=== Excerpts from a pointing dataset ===
↓
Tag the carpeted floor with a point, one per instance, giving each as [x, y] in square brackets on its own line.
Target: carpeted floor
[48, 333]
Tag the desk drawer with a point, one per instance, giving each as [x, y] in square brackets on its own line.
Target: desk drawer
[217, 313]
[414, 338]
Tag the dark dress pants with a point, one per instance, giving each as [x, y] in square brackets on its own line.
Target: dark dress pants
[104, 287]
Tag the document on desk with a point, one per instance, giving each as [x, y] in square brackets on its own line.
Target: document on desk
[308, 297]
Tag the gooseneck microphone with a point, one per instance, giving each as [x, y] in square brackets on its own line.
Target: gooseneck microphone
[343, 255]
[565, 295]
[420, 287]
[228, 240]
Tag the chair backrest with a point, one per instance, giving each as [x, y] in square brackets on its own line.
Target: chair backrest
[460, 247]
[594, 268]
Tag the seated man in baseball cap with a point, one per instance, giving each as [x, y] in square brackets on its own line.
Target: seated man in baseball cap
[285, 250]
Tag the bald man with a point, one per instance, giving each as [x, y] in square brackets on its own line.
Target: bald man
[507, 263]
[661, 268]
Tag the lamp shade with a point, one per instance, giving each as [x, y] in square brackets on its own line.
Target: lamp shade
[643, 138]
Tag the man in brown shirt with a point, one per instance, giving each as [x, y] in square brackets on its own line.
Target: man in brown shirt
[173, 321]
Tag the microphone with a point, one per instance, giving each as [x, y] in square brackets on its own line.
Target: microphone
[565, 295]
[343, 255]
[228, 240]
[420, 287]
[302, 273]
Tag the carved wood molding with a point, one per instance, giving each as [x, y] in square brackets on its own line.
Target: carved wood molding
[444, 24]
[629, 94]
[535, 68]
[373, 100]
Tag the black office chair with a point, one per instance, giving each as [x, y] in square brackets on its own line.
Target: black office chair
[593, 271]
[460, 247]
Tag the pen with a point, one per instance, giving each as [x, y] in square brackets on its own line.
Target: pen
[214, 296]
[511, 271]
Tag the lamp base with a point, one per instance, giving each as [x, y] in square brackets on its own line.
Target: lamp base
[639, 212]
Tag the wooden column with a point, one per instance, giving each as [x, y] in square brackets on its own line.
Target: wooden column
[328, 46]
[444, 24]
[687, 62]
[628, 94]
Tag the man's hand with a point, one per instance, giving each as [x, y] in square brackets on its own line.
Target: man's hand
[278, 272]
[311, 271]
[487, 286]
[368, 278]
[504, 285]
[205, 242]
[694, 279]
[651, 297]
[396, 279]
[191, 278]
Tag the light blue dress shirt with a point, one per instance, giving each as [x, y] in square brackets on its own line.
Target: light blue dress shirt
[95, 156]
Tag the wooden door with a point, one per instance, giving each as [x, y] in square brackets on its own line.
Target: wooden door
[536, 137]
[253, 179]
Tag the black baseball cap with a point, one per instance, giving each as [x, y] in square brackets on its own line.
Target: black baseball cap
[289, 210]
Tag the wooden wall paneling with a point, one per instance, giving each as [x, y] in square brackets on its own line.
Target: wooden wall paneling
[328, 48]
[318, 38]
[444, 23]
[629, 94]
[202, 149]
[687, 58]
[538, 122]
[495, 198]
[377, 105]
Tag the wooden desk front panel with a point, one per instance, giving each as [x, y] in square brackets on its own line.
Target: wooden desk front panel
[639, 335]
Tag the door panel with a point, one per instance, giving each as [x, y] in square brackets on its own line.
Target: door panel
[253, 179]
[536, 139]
↑
↓
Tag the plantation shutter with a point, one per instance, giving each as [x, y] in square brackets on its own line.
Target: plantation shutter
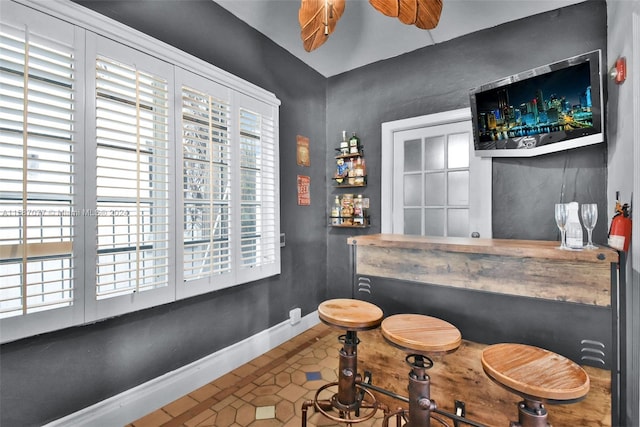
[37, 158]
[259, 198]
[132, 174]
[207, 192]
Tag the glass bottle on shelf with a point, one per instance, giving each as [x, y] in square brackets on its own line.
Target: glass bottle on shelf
↑
↓
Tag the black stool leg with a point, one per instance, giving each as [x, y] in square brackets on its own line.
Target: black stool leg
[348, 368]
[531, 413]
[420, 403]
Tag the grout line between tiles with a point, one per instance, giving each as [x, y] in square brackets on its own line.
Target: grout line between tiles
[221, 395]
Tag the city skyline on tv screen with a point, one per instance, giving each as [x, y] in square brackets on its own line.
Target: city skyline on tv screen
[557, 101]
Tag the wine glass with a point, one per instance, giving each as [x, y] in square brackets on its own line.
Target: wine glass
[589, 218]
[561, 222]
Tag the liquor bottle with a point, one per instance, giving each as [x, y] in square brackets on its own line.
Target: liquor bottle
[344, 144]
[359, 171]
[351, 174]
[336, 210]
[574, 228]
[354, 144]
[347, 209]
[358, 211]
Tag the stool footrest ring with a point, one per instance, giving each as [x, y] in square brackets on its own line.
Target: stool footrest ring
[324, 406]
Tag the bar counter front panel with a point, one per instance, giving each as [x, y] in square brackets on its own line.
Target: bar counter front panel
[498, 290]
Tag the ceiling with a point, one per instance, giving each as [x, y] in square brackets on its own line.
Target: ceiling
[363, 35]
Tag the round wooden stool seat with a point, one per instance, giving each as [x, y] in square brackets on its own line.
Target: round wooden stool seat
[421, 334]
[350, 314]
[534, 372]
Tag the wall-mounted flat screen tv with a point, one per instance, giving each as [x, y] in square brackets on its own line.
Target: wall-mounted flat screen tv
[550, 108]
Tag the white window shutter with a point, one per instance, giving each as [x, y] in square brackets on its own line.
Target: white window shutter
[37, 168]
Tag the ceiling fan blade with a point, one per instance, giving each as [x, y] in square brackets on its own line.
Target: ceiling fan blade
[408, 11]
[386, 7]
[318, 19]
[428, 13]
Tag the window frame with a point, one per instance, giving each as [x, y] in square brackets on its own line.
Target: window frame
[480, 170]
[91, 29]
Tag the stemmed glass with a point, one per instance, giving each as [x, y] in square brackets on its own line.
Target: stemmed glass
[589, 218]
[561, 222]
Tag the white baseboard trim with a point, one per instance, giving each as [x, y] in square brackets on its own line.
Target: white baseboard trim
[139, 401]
↑
=== PROBLEM REQUIREMENTS ===
Filter the data above down to the lines that contain the word "frame", keeping each matching line in full. Treat case as significant.

=== OUTPUT BELOW ===
Tag the window frame with a point, one per instance, giving each as [x, y] in square brackets on its own line.
Target: window frame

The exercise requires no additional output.